== Trecho apresentado ==

Crítico da insensibilidade de muitos gestores que produziram "empreendimentos desastrados" no entorno de bens tombados, dr. Rodrigo defendia que "a noção de monumento compreende não só a construção arquitetônica em si mesma, mas também a moldura em que ela é inserida. O monumento é inseparável do meio em que se encontra situado (...)".

A tutela do patrimônio cultural brasileiro em todo território nacional passou por diversas evoluções. Teve início em 1937 com a edição do Decreto-Lei Nº 25/37 que instituiu o marco legal do tombamento e o órgão federal com a incumbência da proteção dos bens materiais, e ampliou com o tempo, englobando o patrimônio cultural imaterial (Decreto-Lei Nº 3551/00) e as paisagens culturais (Portaria Nº 127/09). Desde o final da década de 1960 e a partir da entrada em cena da Constituição Federal de 1988, respectivamente, os Estados, o Distrito Federal e os municípios brasileiros passaram também a se ocupar da preservação do patrimônio cultural, trabalhando concorrentemente com a União.

===
== Informações fornecidas ==

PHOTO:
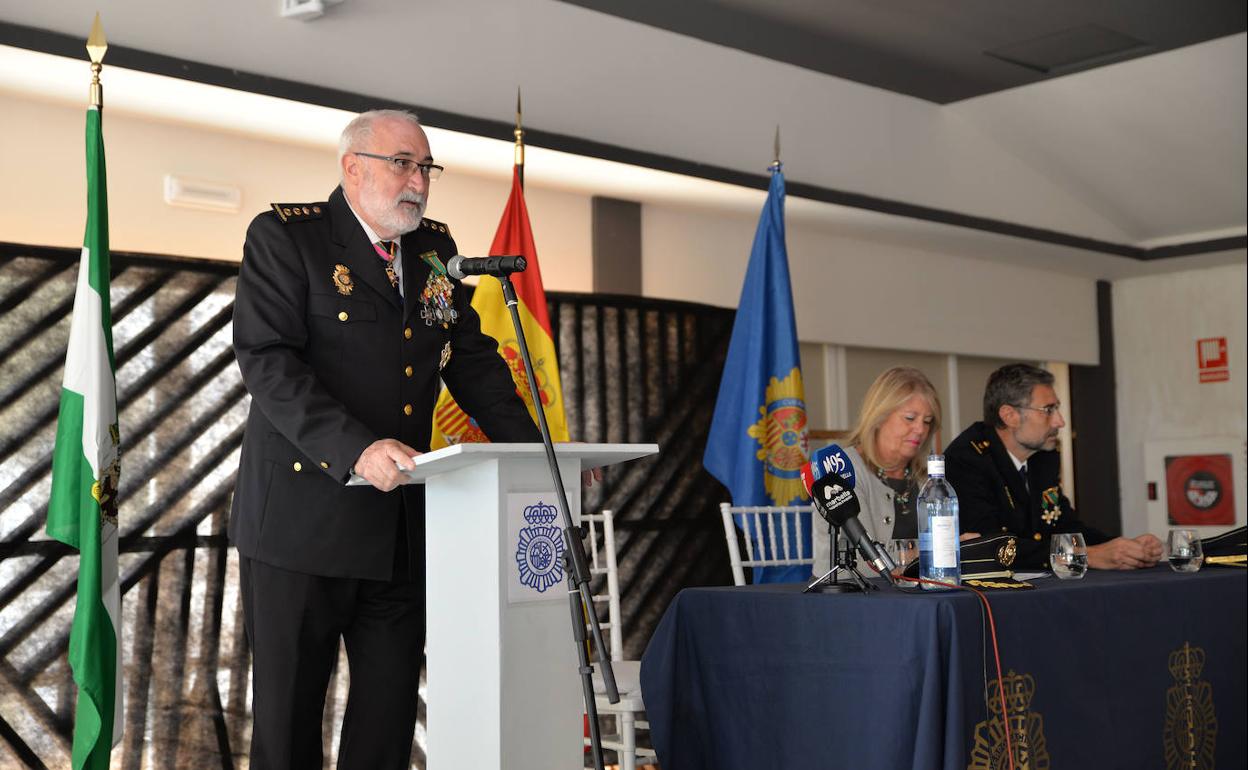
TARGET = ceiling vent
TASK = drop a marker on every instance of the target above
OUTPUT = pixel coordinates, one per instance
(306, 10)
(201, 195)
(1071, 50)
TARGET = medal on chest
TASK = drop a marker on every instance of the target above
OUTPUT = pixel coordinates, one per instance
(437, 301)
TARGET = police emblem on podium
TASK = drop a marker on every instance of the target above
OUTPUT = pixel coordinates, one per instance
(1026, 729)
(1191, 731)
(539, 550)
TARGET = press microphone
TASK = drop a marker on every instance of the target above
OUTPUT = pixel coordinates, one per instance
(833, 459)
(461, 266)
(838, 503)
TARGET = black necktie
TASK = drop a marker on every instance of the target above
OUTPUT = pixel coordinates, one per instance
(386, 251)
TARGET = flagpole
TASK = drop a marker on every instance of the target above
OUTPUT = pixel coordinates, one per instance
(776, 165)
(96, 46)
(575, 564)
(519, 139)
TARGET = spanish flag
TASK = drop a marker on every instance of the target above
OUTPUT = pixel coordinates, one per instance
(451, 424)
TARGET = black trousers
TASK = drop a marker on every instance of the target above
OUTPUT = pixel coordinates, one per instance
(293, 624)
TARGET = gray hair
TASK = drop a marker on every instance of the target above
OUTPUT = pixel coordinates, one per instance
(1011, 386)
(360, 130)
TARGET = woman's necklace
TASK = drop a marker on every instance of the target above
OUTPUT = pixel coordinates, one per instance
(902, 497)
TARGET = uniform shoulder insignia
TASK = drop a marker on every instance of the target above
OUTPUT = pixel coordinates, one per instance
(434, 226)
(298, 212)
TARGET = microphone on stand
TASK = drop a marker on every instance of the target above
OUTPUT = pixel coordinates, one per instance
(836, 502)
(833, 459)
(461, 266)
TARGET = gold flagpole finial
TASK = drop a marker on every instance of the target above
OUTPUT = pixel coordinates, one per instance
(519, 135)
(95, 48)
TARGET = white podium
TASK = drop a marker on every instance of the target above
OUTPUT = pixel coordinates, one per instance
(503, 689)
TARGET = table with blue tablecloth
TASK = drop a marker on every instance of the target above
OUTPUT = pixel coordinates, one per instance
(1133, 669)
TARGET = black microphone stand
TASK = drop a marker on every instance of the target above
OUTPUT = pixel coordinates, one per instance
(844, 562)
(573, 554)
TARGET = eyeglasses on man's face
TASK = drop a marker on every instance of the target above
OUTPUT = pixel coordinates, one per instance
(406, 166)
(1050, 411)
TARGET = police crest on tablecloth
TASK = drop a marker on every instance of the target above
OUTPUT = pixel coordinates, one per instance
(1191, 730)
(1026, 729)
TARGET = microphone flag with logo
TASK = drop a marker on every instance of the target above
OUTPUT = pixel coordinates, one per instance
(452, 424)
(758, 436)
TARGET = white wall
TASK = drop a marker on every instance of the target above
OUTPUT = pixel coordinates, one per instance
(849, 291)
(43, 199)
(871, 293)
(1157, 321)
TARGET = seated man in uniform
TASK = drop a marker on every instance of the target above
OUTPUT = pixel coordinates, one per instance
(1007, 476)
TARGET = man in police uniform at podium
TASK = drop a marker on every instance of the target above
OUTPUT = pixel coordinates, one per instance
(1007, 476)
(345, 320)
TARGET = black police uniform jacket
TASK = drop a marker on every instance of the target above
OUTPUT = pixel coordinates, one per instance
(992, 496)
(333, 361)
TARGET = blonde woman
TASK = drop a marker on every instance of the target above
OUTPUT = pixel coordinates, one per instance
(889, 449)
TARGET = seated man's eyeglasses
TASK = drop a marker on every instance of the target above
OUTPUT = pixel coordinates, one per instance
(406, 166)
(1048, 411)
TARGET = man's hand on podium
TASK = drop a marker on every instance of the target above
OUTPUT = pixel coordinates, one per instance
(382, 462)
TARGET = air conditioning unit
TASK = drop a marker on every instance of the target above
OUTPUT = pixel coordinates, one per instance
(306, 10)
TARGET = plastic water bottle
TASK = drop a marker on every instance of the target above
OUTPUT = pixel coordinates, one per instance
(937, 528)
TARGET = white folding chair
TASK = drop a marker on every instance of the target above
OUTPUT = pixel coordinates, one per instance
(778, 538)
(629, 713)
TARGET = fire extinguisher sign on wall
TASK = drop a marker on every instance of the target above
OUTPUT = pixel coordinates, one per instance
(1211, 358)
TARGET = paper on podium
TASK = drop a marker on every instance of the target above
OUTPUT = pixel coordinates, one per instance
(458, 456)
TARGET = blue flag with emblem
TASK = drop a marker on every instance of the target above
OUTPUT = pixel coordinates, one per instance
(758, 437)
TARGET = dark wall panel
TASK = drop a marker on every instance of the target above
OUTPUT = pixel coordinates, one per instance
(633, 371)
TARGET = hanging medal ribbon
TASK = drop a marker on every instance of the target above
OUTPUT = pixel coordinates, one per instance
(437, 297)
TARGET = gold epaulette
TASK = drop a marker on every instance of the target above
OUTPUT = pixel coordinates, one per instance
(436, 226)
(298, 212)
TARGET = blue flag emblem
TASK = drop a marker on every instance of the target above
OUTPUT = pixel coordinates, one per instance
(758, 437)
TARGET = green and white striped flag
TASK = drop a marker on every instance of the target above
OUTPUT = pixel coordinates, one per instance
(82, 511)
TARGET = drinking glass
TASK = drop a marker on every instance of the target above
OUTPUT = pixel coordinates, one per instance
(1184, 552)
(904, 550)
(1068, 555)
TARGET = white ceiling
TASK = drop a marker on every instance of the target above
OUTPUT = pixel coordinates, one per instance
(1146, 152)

===
== Informações fornecidas ==

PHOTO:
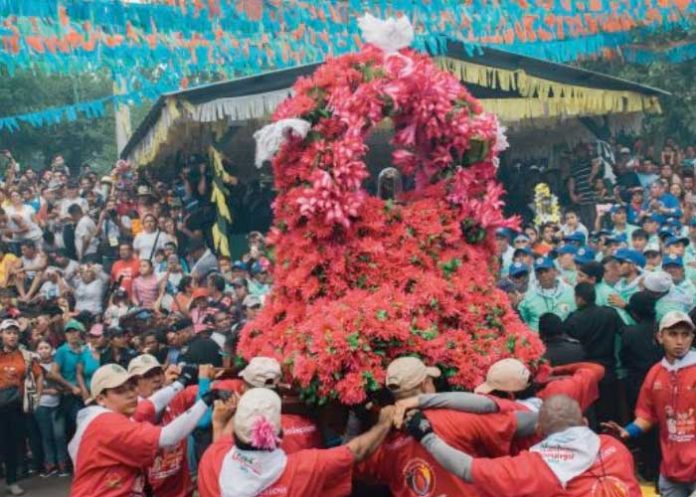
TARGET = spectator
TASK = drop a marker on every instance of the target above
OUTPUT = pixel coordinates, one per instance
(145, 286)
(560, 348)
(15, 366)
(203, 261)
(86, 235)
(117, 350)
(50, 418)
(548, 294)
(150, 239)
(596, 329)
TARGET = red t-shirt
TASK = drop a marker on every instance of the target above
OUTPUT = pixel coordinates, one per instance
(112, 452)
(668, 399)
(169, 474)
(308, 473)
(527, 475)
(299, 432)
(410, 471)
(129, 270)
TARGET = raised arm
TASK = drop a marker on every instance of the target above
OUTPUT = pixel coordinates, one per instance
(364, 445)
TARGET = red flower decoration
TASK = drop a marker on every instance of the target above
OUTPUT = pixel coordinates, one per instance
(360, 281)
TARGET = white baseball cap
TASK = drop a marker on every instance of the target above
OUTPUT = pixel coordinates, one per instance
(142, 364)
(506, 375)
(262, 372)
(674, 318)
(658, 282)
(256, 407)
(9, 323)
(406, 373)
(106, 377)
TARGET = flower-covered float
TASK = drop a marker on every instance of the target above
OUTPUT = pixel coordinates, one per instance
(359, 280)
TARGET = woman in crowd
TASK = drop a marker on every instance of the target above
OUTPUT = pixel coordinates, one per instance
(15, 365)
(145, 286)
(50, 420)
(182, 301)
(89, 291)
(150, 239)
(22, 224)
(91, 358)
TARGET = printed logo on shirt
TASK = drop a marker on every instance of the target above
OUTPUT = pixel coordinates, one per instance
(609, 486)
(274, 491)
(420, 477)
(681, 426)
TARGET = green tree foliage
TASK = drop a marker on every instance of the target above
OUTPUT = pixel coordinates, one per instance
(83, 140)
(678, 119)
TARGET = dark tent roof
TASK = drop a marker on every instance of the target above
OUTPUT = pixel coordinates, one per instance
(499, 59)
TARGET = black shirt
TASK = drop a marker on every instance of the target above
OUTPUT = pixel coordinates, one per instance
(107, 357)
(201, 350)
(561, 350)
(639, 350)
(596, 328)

===

Copie fielmente, do texto sobre a proteção do patrimônio cultural brasileiro, tudo o que vai desde "A tutela do" até "com a União.".

• [Resposta do exercício]:
A tutela do patrimônio cultural brasileiro em todo território nacional passou por diversas evoluções. Teve início em 1937 com a edição do Decreto-Lei Nº 25/37 que instituiu o marco legal do tombamento e o órgão federal com a incumbência da proteção dos bens materiais, e ampliou com o tempo, englobando o patrimônio cultural imaterial (Decreto-Lei Nº 3551/00) e as paisagens culturais (Portaria Nº 127/09). Desde o final da década de 1960 e a partir da entrada em cena da Constituição Federal de 1988, respectivamente, os Estados, o Distrito Federal e os municípios brasileiros passaram também a se ocupar da preservação do patrimônio cultural, trabalhando concorrentemente com a União.